◆ Given instruction 1 ◆
In the tennis net game text, what did Coach Joe hand over in place of the racquet during the first volley lesson?
◆ Given instruction 2 ◆
In the tennis net game text, how would you render "Teaching pros yelled at students back in the day." in Spanish?

◆ Text provided ◆
________________________

Fixes for Common Problems:
The Net Game


Besides his box of ghosts, the index cards that listed all his stroke problems, Coach Joe carried other unexpected items in his tennis bag.  He had a racquet that had no strings.  He'd yank it out and make me practice with it if he felt like I was hitting "at" rather than "through" the ball, punching or accelerating my ground stroke at contact, a distinction which became crystal clear when I was forced to thread tennis balls through an empty frame.  "Nice swing!" he'd cough, as the ball bounced into the fence behind me.  And he had a fishing net.  He used this to teach volleys.  In my first lesson, he took my racquet and gave me the fishing net.  "Just catch the ball with it," he said.  "Step in and catch the ball in front of you."  He hit and I caught the ball.  With a net in my hand, a passive object as compared to a racquet, I had zero inclination to swing at the ball.  I caught it, as I would with my hand.  Of course, when he gave me the racquet back, I tried to make a little swing at the volley.  He yelled at me.  Teaching pros yelled at students back in the day.  That's changed.  But swinging at volleys, running through approach shots, and shanking overheads into the net, that's pretty much stayed the same.

Following are some common problems I encounter in my students' net games, along with how we fix them.


The net game in general but the overhead in particular is susceptible to over hitting.  After all, we've stormed the net precisely to take control of the point and put the ball away.  Keyed up, just the slightest bit of drool forming in the corners of our mouths, here comes the lob, high, fat and slow--absolutely killable.  Our left arm is up, pointing at that wounded duck of a ball, the racquet poised down our back, and we reach up with glee to smash it over the fence.  But instead we do the impossible.  Five feet from the net, we hit right into the bottom of it, the error accented with a hideous clunk on the frame.

________________________

(Entries on locating named things)
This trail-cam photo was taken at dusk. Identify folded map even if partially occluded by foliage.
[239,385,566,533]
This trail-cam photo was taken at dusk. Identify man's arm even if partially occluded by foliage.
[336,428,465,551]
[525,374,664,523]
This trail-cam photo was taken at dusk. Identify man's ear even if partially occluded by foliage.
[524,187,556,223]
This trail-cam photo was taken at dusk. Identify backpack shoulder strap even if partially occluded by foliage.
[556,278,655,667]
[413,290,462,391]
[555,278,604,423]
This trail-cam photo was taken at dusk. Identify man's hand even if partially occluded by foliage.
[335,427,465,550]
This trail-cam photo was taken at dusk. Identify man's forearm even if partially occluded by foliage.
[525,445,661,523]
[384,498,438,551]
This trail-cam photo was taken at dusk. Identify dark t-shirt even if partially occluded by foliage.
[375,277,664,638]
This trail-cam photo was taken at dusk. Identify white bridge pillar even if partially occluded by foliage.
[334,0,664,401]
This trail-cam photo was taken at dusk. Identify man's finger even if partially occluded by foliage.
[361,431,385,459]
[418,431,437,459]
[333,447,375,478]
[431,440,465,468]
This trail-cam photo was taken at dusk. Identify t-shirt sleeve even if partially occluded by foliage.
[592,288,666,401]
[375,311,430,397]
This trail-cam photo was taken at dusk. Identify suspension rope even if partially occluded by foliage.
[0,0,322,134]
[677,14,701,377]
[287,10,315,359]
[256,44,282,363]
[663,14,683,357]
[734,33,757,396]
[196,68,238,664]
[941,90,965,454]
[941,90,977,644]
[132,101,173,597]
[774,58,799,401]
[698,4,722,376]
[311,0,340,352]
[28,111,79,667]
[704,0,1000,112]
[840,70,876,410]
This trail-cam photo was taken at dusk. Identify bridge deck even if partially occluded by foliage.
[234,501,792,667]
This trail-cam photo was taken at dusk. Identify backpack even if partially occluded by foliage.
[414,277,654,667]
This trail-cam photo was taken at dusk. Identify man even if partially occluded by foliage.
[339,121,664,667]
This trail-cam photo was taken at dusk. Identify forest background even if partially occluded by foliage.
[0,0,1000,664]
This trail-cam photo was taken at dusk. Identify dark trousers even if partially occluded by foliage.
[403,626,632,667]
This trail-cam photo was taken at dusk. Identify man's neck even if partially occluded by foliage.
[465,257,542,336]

________________________

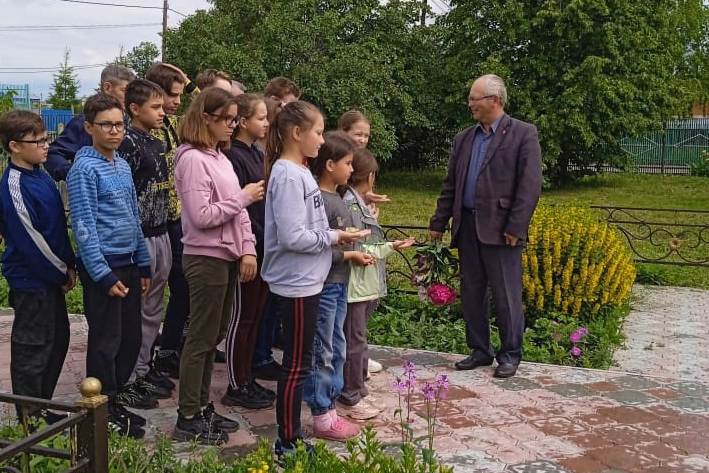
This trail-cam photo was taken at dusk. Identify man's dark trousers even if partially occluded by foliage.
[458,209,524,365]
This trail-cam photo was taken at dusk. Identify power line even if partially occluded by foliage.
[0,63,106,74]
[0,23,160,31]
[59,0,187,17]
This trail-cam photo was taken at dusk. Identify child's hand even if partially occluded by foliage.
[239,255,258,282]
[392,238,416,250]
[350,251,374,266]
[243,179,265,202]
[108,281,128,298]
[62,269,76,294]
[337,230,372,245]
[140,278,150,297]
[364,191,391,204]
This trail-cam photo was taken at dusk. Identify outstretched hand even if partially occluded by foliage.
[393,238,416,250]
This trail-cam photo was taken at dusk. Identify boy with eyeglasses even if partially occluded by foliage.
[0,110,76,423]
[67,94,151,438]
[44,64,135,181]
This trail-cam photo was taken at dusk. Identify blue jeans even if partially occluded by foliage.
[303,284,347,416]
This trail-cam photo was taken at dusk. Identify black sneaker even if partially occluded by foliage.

________________________

◆ Correct response 1 ◆
A fishing net.

◆ Correct response 2 ◆
En aquella época, los profesores de tenis les gritaban a los alumnos.